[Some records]

═══

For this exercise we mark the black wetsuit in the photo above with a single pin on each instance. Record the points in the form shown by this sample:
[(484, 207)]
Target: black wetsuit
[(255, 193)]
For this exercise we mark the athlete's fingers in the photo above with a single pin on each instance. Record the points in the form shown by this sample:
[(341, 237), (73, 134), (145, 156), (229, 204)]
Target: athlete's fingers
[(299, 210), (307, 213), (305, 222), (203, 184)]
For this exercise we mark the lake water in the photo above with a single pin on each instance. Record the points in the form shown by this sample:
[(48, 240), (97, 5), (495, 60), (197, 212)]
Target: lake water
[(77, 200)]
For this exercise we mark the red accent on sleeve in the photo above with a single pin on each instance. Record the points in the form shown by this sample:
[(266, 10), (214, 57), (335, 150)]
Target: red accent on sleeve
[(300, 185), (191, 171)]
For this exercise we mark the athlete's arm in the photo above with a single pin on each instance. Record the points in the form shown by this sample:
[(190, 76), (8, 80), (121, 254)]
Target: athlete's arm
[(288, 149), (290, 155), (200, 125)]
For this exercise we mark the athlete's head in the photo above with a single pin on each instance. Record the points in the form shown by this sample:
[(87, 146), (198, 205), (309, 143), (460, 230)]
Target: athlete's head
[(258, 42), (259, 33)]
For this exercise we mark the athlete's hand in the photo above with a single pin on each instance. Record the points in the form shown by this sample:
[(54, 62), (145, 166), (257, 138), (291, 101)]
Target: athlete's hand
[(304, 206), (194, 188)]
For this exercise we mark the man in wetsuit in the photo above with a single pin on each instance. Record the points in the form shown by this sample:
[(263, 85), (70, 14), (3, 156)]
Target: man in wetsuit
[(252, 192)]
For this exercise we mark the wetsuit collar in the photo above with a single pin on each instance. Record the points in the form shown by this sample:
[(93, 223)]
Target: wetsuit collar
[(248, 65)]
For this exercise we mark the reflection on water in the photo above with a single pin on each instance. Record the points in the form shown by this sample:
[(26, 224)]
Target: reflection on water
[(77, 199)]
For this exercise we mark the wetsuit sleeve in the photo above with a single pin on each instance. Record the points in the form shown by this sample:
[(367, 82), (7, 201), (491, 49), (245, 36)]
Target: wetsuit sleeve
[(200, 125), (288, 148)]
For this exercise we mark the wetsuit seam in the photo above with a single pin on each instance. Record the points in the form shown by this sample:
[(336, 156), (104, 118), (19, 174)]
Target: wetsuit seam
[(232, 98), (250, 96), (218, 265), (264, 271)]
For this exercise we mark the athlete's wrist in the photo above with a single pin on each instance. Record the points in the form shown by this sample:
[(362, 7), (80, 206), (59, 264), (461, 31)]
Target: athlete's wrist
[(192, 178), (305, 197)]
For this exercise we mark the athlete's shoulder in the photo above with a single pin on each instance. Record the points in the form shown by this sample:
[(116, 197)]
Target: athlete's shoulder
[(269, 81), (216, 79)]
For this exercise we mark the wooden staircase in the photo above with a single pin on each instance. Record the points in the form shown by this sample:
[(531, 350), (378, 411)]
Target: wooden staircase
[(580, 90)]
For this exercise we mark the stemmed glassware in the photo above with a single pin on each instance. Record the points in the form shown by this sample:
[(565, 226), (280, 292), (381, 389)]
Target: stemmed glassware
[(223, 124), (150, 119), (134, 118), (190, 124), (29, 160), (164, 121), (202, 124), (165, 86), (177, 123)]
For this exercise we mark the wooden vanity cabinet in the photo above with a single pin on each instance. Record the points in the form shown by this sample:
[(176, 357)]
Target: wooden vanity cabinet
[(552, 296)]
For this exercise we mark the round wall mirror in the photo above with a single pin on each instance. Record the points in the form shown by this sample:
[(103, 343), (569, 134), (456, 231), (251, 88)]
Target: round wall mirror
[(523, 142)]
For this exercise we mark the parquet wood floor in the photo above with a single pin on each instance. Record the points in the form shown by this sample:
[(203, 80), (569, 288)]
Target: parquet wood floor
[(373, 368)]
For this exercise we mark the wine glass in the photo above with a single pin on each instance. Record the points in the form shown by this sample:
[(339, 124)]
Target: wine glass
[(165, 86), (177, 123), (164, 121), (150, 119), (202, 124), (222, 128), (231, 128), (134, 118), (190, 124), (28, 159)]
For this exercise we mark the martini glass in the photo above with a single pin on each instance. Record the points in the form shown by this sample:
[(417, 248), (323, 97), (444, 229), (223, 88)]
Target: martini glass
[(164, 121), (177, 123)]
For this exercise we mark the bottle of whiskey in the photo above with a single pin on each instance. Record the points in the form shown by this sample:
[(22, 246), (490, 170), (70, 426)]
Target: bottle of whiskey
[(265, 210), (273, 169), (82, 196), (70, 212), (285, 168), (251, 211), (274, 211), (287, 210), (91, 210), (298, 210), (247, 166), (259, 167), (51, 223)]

═══

▶ Exercise instructions
Copy every line of the data from the line containing "For this exercise we mark the wine" through the end of the data, both ends included. Raise each coordinate in the answer point lists by 116, and leave the sample point lists unchanged.

▶ Exercise output
For this exercise we mark the wine glass in the photo above with a single pin on each instance. Record the points in the form shown by this sample:
[(339, 124)]
Target: wine glass
[(281, 202), (293, 239), (280, 237), (266, 235), (318, 240), (338, 244), (347, 244), (250, 234), (306, 240), (144, 275)]
For this exercise we mark the martini glass in the photo above with a single pin on each instance. Record the points in the form shown by this sample:
[(417, 248), (323, 97), (444, 229), (223, 88)]
Target: martini glass
[(280, 237), (293, 239)]
For this exercise we mark the bottle of whiskey in the photo above with a single pin on each instance. Record the points in the form shown by this sample:
[(22, 246), (490, 170), (70, 426)]
Target: bottle of whiskey
[(381, 326), (389, 285), (198, 312), (186, 328), (401, 284), (367, 327), (390, 327), (403, 326), (207, 326), (414, 326), (363, 282), (375, 283), (167, 339)]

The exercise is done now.